▸ **ASSIGNMENT**: Collect each line of the entries that holds the string "mountain".
:: THE DATA ::
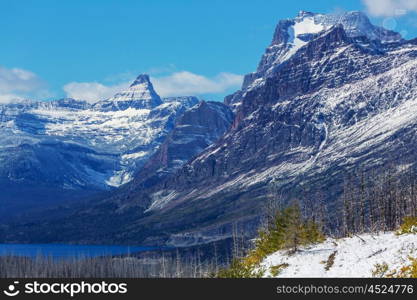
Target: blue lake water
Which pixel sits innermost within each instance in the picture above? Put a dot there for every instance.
(67, 251)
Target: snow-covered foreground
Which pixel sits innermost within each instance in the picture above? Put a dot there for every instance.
(355, 256)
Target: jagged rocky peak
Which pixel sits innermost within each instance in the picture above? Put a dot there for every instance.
(139, 95)
(293, 34)
(306, 24)
(141, 79)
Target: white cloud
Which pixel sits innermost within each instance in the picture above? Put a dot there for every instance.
(17, 84)
(177, 84)
(92, 91)
(187, 83)
(386, 8)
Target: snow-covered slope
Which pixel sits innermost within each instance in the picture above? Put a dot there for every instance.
(352, 257)
(73, 145)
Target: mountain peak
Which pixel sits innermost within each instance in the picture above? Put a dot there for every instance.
(141, 79)
(355, 23)
(139, 95)
(303, 14)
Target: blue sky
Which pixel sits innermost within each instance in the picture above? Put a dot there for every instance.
(91, 48)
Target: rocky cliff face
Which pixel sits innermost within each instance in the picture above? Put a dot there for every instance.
(197, 129)
(343, 100)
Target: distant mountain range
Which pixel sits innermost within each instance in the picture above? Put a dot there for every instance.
(332, 93)
(69, 149)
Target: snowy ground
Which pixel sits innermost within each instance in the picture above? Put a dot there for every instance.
(355, 256)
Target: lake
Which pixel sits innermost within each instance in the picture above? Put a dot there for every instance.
(67, 251)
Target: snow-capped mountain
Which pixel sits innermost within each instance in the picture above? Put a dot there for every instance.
(345, 99)
(331, 94)
(292, 34)
(73, 145)
(140, 95)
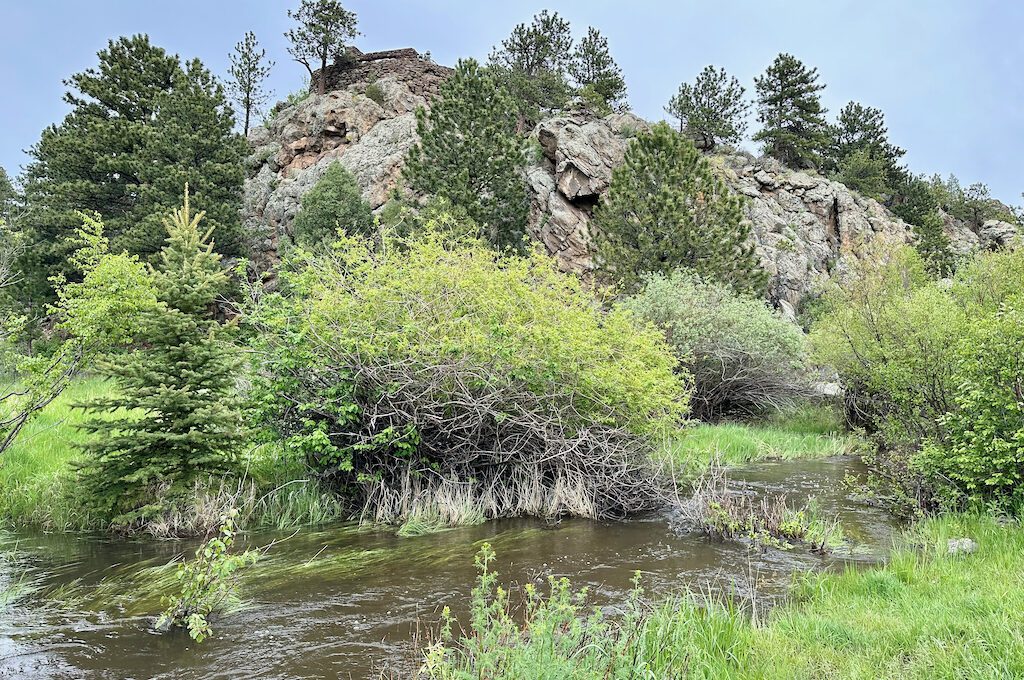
:::
▸ **RESULT FOR THIS EXERCISE**:
Target: mountain peak
Target: distant mountain range
Target: snow-capped mountain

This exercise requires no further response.